§ **Assigned task 1**: In the article on Shell's Nigerian contract workers, what monthly pay range did the contract workers report?
§ **Assigned task 2**: List every organization named in the article on Shell's Nigerian contract workers.
§ **Assigned task 3**: Please copy word for word the stretch of the article on Shell's Nigerian contract workers from "Shell CEO Ben" through "community for work.".

§ **Selected extract**:
════════════════════

OIL giant Shell is guilty of “fundamental rights violations” by paying its Nigerian workers poverty wages and stringing them out on temporary contracts despite working for the company for up to 20 years, IndustriALL Global Union charged today.

The international trade union organisation released a report from a fact-finding mission that spoke to workers at the Umuebulu-Etche Flow Station, Port Harcourt.

Contract workers’ pay ranged from £106-£199 a month for 72-hour weeks, with some reporting that they were owed months of back pay.

Shell CEO Ben van Beurden said at the firm’s AGM in May that workers could not be given permanent contracts because they were not needed all the time, but union investigators were told that many had worked continuously for the company for as long as two decades, with initial two-year contracts being extended by three or six months a time for years on end.

Many contracts were signed by Shell with “community leaders” who would then supply members of the community for work.

“If you ask for a pay rise, you will be escorted out by the police. No more access to the yard until you sign something saying you will not join a union and you will not ask for a pay rise,” one worker told researchers.

Another said: “Our salary at [contractor] Plantgeria is about 95,000 naira (£199). In Nigeria today, you can’t do anything on that. You can’t pay your children’s school fees.”

Nigeria has seen a sharp increase in fee-paying schools in recent years, with firms such as Bridge International Academies receiving British foreign aid funds to set up private schools in the country.

Workers also complained that their health insurance is inadequate, one reporting: “We are exposed to all the hazards. We work in the fields. When we are sick and go to the clinic, they don’t treat you well because the money is too meagre.”

IndustriALL general secretary Valter Sanches said Shell needed to “live up to its own code of conduct and stop turning a blind eye to the human rights violations of contract workers at its operations in Nigeria.”

════════════════════

§ **Available data**:
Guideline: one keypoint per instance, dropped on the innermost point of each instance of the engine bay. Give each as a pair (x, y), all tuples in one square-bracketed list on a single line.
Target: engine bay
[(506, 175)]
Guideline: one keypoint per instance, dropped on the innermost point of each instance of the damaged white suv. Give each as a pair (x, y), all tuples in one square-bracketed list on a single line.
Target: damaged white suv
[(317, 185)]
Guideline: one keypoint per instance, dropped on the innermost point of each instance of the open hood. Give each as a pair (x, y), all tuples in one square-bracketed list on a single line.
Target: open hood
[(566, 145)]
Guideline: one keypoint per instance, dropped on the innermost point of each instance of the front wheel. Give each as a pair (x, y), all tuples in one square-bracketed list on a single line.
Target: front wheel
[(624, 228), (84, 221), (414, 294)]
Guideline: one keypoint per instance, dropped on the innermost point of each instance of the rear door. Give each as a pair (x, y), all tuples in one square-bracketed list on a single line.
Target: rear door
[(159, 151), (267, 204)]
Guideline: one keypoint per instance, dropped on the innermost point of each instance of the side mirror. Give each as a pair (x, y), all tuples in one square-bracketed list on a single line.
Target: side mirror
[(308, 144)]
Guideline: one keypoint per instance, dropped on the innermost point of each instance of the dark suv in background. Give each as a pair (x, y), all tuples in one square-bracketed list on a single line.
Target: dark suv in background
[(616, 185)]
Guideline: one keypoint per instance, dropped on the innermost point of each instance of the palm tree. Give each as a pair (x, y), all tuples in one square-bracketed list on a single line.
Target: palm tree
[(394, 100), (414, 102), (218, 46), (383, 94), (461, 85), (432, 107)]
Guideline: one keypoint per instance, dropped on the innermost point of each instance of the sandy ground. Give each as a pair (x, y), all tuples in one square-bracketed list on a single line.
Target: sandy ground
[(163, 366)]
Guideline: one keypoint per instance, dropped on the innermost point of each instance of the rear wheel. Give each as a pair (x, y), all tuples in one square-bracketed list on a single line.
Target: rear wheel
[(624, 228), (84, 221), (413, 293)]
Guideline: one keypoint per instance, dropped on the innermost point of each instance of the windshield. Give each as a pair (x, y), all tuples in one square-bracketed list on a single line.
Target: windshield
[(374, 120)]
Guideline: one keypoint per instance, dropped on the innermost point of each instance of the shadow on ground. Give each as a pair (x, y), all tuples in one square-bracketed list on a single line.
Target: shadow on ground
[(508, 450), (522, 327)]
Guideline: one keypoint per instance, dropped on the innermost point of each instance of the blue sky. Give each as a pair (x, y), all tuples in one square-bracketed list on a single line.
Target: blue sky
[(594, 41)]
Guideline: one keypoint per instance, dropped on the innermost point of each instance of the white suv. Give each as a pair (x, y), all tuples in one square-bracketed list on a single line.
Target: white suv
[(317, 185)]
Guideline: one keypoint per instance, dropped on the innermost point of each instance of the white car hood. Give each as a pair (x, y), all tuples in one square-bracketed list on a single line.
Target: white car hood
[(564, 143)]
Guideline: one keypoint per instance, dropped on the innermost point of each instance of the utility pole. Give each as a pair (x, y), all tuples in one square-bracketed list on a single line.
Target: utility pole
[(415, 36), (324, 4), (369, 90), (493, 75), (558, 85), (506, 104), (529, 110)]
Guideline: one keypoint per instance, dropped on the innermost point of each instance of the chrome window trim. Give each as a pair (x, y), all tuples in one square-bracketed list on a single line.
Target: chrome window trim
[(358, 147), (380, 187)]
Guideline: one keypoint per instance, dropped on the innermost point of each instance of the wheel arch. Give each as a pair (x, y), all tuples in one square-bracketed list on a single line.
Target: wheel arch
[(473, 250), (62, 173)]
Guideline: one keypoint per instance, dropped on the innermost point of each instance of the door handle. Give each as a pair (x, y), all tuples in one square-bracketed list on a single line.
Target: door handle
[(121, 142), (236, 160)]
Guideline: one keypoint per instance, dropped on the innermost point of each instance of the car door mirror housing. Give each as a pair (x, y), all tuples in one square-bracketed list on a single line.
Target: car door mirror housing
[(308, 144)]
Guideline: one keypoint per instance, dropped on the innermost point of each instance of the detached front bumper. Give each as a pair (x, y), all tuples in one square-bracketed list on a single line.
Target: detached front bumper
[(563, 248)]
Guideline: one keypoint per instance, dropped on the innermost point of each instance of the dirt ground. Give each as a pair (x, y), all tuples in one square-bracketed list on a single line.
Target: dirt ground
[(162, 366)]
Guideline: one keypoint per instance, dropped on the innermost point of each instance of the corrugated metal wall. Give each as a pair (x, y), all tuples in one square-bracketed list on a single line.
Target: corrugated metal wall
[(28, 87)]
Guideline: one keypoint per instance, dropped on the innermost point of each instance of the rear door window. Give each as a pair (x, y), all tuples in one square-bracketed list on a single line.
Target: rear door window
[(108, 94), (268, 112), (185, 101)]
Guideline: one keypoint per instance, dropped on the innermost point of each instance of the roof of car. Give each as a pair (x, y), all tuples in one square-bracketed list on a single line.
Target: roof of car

════════════════════

§ **Answer 1**: £106 to £199 a month, for 72-hour weeks.

§ **Answer 2**: Shell, IndustriALL Global Union, Plantgeria, Bridge International Academies

§ **Answer 3**:
Shell CEO Ben van Beurden said at the firm’s AGM in May that workers could not be given permanent contracts because they were not needed all the time, but union investigators were told that many had worked continuously for the company for as long as two decades, with initial two-year contracts being extended by three or six months a time for years on end.

Many contracts were signed by Shell with “community leaders” who would then supply members of the community for work.